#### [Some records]
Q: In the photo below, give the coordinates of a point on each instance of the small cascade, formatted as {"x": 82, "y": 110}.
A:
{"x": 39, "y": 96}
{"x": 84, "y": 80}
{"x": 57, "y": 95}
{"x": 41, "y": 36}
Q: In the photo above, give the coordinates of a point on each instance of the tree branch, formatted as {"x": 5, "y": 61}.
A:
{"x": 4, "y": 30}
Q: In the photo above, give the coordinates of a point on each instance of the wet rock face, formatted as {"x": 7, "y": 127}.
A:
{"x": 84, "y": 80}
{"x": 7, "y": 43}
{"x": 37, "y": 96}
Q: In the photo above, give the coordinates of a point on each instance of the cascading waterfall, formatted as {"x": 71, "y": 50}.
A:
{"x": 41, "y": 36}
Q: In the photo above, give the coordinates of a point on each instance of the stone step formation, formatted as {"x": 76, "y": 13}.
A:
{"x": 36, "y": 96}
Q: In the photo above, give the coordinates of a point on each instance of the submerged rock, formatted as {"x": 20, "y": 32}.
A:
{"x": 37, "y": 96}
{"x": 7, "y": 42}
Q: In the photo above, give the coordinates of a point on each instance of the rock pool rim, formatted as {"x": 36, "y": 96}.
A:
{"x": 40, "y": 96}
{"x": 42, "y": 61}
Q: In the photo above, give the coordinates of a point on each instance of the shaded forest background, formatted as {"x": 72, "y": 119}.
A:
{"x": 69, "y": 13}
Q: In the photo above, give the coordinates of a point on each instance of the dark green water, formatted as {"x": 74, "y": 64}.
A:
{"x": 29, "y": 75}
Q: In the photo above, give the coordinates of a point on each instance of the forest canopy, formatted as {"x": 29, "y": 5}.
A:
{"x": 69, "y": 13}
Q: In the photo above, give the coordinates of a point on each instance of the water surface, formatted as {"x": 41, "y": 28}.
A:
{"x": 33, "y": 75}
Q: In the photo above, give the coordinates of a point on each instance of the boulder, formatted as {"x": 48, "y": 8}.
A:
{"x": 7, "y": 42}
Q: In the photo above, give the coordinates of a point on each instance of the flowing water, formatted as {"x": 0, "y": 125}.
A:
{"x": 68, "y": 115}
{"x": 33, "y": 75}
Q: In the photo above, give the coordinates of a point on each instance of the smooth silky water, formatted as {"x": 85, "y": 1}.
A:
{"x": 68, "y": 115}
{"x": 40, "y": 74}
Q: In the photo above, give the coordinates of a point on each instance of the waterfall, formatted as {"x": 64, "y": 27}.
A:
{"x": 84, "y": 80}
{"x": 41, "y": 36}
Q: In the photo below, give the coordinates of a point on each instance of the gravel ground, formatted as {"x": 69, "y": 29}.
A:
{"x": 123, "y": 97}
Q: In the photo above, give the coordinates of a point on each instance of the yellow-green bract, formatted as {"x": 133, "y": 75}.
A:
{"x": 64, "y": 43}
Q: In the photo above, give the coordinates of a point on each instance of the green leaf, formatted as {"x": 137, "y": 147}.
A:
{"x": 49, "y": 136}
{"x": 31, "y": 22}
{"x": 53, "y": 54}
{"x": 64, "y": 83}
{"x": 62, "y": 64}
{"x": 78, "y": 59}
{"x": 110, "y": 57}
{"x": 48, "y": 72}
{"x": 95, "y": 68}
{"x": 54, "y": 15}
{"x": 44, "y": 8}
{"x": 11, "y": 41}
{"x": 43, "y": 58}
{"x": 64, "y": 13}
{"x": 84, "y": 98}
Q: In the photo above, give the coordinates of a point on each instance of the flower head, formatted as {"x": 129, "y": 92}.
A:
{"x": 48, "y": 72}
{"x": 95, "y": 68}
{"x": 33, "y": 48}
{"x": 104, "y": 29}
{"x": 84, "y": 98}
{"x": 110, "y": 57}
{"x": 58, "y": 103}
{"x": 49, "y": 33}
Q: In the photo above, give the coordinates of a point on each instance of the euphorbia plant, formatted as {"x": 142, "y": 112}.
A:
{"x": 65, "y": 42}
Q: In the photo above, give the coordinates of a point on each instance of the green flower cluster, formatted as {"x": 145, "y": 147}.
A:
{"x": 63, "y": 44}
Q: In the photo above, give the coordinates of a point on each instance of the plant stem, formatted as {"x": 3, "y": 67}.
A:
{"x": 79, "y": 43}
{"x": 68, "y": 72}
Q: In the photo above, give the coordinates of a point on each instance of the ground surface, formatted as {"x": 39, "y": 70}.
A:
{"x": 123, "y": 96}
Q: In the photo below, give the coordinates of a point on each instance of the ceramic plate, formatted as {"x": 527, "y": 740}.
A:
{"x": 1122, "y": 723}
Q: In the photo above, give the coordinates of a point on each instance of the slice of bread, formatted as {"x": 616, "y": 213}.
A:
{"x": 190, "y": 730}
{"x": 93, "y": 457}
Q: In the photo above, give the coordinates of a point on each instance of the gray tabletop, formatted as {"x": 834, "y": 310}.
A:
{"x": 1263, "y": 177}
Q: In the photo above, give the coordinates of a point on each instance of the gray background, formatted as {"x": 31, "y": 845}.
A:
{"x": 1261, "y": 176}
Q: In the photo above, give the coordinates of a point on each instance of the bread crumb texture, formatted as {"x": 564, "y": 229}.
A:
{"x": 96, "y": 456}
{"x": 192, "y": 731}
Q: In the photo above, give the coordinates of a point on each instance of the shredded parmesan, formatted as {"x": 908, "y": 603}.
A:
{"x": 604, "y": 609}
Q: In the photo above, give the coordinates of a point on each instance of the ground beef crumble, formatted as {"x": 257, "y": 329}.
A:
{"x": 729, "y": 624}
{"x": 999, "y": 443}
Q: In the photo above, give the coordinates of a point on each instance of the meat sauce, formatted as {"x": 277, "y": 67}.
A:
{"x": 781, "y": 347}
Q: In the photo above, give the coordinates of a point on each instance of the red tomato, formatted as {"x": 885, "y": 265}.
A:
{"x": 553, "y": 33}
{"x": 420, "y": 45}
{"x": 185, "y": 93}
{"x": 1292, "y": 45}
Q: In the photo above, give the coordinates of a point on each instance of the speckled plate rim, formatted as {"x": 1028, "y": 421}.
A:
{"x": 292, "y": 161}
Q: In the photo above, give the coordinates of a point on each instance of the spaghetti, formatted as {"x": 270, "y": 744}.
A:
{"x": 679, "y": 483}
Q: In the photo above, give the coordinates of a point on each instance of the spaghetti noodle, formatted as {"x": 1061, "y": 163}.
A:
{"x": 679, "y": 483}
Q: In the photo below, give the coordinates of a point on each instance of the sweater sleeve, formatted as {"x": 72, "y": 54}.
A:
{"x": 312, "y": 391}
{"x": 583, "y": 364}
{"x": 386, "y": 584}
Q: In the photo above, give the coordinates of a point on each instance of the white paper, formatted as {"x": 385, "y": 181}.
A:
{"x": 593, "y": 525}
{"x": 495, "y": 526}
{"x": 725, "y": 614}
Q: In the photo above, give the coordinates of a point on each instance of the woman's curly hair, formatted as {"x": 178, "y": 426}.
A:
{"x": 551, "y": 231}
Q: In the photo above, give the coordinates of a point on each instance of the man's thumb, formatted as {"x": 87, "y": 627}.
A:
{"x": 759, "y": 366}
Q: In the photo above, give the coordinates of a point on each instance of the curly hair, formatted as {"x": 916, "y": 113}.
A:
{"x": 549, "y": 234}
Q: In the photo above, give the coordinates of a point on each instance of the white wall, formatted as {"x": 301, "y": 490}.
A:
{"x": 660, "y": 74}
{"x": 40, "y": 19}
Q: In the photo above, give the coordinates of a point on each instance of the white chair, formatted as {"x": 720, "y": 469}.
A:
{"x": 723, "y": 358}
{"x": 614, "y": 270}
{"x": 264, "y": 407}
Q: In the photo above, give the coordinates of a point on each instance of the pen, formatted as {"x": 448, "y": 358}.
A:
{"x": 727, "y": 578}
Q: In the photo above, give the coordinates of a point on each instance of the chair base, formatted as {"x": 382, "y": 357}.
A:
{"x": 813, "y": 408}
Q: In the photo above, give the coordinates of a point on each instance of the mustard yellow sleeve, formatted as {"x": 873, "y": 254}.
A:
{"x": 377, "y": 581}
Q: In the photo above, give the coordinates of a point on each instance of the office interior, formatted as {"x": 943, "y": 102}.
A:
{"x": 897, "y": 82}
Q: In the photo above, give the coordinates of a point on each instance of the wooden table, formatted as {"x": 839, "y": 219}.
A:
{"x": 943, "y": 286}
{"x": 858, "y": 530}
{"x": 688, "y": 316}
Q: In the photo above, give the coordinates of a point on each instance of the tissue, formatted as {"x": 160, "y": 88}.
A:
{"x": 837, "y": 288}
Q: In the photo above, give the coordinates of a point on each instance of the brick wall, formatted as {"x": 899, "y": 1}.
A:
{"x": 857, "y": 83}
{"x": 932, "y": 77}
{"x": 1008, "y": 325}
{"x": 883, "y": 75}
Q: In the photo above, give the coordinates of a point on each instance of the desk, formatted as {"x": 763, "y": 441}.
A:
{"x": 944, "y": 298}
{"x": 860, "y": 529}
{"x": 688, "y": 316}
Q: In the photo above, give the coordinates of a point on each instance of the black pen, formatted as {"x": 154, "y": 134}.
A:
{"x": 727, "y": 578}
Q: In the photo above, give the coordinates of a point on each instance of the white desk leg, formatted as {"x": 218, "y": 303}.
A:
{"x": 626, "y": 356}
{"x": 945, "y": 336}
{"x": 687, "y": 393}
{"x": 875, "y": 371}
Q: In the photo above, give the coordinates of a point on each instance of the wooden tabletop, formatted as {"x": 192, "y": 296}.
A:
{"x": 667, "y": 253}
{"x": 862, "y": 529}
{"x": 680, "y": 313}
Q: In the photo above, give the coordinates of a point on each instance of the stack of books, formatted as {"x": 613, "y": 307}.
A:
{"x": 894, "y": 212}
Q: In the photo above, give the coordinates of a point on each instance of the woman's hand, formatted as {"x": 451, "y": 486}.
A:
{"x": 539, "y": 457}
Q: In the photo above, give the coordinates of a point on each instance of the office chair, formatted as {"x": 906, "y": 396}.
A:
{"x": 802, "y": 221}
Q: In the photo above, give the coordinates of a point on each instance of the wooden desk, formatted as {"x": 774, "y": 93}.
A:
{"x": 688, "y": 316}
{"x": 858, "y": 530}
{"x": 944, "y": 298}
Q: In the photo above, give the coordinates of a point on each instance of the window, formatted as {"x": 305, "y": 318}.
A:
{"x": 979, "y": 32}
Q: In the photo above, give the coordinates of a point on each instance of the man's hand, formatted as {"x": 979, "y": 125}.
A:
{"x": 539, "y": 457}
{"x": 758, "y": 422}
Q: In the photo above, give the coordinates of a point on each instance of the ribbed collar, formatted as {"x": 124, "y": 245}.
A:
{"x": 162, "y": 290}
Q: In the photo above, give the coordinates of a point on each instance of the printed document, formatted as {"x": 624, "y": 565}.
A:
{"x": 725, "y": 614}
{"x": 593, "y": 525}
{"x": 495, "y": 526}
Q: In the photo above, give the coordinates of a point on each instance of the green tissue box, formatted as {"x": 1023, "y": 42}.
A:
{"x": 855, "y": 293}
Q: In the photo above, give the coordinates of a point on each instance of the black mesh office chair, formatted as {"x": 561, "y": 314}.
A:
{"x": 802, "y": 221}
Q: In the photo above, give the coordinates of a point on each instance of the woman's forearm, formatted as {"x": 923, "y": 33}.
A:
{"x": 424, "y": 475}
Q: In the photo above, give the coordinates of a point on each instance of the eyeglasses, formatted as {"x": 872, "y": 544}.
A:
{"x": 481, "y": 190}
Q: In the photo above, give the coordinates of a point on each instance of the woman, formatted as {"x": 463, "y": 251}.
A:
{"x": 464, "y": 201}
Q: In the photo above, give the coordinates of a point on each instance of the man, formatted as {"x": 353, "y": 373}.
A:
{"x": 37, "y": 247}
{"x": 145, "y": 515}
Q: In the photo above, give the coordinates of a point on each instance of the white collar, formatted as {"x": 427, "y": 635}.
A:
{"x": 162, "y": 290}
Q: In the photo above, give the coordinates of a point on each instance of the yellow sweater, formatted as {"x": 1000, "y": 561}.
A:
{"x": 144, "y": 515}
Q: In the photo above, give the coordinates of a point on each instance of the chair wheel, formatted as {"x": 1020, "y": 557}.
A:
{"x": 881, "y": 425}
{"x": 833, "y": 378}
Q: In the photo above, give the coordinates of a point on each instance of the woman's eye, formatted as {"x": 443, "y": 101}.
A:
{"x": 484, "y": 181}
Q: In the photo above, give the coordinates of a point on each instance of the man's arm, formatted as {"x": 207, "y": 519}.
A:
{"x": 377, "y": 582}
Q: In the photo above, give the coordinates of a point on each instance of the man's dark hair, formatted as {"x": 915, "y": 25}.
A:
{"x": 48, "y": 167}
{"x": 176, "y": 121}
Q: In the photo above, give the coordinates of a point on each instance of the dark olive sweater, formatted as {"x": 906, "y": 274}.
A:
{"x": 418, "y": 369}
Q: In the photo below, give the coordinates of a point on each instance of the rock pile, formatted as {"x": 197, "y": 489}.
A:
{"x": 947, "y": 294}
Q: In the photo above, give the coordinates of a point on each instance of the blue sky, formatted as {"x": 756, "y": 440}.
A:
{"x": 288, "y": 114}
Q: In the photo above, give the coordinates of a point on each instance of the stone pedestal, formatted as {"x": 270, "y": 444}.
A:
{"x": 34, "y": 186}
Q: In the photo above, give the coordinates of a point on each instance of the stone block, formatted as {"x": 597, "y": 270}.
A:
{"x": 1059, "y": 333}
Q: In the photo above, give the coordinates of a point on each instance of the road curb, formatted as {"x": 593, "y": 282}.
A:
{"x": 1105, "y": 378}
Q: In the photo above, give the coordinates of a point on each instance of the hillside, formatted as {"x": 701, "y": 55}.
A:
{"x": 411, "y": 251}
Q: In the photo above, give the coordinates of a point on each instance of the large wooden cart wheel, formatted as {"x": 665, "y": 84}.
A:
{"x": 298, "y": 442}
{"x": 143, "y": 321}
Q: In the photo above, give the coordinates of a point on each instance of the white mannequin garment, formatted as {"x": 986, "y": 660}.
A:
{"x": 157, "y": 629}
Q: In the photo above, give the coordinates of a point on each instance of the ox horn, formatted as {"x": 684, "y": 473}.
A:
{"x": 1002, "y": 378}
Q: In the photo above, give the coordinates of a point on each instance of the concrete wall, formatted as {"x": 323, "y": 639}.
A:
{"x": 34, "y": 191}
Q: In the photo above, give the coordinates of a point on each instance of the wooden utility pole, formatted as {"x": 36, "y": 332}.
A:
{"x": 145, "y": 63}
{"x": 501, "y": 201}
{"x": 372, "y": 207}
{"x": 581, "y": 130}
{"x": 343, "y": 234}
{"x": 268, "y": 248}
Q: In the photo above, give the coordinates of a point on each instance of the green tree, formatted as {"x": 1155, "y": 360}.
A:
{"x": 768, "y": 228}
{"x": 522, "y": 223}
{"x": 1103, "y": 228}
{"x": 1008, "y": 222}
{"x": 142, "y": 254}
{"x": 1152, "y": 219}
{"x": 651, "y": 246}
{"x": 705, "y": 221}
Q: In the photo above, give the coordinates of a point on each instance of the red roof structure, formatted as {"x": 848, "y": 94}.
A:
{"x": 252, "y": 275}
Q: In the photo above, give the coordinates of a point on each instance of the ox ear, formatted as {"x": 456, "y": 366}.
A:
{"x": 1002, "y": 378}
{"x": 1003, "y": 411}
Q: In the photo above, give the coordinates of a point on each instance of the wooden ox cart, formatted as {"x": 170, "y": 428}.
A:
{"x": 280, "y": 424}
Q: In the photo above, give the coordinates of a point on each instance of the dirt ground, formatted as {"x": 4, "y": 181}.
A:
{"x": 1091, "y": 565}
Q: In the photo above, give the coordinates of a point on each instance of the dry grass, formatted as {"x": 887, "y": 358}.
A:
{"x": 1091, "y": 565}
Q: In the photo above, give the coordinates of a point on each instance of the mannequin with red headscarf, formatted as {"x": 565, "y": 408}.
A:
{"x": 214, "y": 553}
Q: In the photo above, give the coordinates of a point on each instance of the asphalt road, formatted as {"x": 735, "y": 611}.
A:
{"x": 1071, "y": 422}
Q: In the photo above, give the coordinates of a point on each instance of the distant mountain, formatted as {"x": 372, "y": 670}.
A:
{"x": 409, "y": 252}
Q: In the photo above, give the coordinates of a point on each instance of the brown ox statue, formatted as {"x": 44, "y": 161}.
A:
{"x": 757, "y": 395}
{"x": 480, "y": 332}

#### [Task to carry out]
Restate the final lines of the listing above word for word, beginning at the line that contains "ox ear, formatted".

#### [Task output]
Q: In the photo above, give the coordinates of a point on each instance of the ox ear, formatted as {"x": 456, "y": 366}.
A:
{"x": 1002, "y": 378}
{"x": 1003, "y": 411}
Q: In the photo above, give the coordinates of a point on each instance of the wooden ox cart, formatted as {"x": 170, "y": 428}.
A:
{"x": 280, "y": 424}
Q: In the photo above, give the coordinates of a point on each instance of the dirt ground, formatted as {"x": 4, "y": 181}.
A:
{"x": 1091, "y": 565}
Q: In the photo above, give the coordinates of a point on each instance of the dry grass, formatted as {"x": 887, "y": 358}.
A:
{"x": 1091, "y": 565}
Q: In the photo above, give the coordinates of a point on each instance of the mannequin with red headscarf, formatted as {"x": 565, "y": 408}.
A:
{"x": 214, "y": 553}
Q: In the photo above, give the coordinates of a point on each instance of the asphalt road, formatted as {"x": 735, "y": 611}.
A:
{"x": 1071, "y": 422}
Q: In the photo above, give the coordinates of a point on each instance of the distant mountain, formatted as {"x": 372, "y": 670}.
A:
{"x": 409, "y": 252}
Q: In the photo above, give the coordinates of a point on each instance of the brown ox statue, formatted as {"x": 44, "y": 161}.
A:
{"x": 757, "y": 395}
{"x": 480, "y": 332}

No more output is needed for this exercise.